§ INSTRUCTION 1: Decide whether each statement about the farm name thread agrees with it: (a) The first poster keeps Nigerian Dwarf goats. (b) The first poster describes the land as dry all year. (c) NataliaTwoDoes asks whether the goats are bred for milk. Answer each with yes or no and quote the deciding words of the thread.

# Need farm name ideas!



## cyarbrough115 (Nov 8, 2011)

I am having a hard time thinking of a farm name. I would like something cute or catchy. We have Nigerian Dwarf goats. We have lots of huge sweetgum trees. And some our land is a little swampy most of the year. Any help would be appreciated. Thanks.


----------



## NataliaTwoDoes (Mar 24, 2011)

Are you breeding for milk? meat? show? Might help with an angle.


----------



## NataliaTwoDoes (Mar 24, 2011)

Oh welcome btw...


----------



## mpete (Mar 4, 2008)

"Mini sweet tree goats"

"Sweetgum Tree Milk Farm"


----------



## julieq (Oct 12, 2008)

Welcome and I fully agree that 'Sweetgum' would be an awesome herd name!


----------



## NataliaTwoDoes (Mar 24, 2011)

"Sweetgum Goats",
" Gumtree Goats",
"Sweetgum Marsh Minis"
"Sweet-tree marsh goats"


----------



## Minelson (Oct 16, 2007)

Welcome SweeetGum Goats!


----------



## oldasrocks (Oct 27, 2006)

Goats R us


----------



## Minelson (Oct 16, 2007)

Object pointing dataset rows

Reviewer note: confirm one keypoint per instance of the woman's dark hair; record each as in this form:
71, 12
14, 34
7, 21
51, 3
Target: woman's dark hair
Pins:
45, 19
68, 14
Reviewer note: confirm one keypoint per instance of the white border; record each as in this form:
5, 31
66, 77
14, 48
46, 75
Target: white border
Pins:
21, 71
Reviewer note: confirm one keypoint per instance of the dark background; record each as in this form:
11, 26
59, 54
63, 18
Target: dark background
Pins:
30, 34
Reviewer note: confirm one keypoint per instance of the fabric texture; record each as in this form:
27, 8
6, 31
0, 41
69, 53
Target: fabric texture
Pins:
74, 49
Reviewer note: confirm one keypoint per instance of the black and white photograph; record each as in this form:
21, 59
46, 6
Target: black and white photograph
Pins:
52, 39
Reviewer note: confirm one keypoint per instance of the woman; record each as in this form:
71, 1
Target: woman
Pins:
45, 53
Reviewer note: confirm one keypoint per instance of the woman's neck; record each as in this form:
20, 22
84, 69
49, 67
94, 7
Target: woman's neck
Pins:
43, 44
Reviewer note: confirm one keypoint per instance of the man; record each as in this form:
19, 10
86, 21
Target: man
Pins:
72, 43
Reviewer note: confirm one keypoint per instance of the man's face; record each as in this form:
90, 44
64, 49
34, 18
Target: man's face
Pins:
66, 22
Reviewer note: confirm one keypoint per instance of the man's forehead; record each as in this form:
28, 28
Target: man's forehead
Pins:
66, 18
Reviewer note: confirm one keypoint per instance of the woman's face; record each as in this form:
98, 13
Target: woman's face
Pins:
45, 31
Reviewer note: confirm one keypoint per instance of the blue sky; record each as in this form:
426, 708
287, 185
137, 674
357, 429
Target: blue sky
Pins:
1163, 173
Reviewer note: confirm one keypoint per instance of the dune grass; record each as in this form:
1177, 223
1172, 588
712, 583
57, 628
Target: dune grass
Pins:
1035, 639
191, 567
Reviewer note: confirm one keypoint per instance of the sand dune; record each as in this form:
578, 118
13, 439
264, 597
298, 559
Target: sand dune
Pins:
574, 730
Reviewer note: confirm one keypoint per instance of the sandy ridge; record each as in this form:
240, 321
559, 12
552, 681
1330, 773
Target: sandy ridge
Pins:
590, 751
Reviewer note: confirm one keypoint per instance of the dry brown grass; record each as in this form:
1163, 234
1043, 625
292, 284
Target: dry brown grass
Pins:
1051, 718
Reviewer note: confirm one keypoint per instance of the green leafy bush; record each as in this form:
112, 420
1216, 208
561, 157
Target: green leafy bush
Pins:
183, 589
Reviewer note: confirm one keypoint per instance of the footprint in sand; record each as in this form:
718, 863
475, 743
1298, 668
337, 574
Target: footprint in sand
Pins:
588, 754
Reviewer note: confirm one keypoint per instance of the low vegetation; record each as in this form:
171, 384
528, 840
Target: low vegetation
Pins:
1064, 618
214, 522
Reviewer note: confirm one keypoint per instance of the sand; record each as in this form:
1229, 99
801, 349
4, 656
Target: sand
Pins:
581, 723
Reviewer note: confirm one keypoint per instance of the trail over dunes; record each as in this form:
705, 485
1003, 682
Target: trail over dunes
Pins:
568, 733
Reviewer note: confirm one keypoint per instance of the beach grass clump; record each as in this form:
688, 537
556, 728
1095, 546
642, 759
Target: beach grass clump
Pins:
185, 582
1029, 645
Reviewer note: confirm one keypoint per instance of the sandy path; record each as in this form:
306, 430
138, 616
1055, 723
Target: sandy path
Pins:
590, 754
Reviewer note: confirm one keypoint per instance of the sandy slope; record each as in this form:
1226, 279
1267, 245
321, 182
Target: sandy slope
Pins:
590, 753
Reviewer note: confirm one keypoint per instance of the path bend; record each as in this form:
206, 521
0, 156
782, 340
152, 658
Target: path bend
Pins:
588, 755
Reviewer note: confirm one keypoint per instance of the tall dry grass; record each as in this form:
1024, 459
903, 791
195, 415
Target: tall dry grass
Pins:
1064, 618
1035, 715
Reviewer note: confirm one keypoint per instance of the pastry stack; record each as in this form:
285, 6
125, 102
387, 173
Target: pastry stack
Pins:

§ INSTRUCTION 2: Count the lines in the listing that contain the string "green", with case counting, and give only the number.

§ EXERCISE OUTPUT 1:
(a) Yes: "We have Nigerian Dwarf goats."
(b) No: "And some our land is a little swampy most of the year."
(c) Yes: "Are you breeding for milk? meat? show?"

§ EXERCISE OUTPUT 2: 2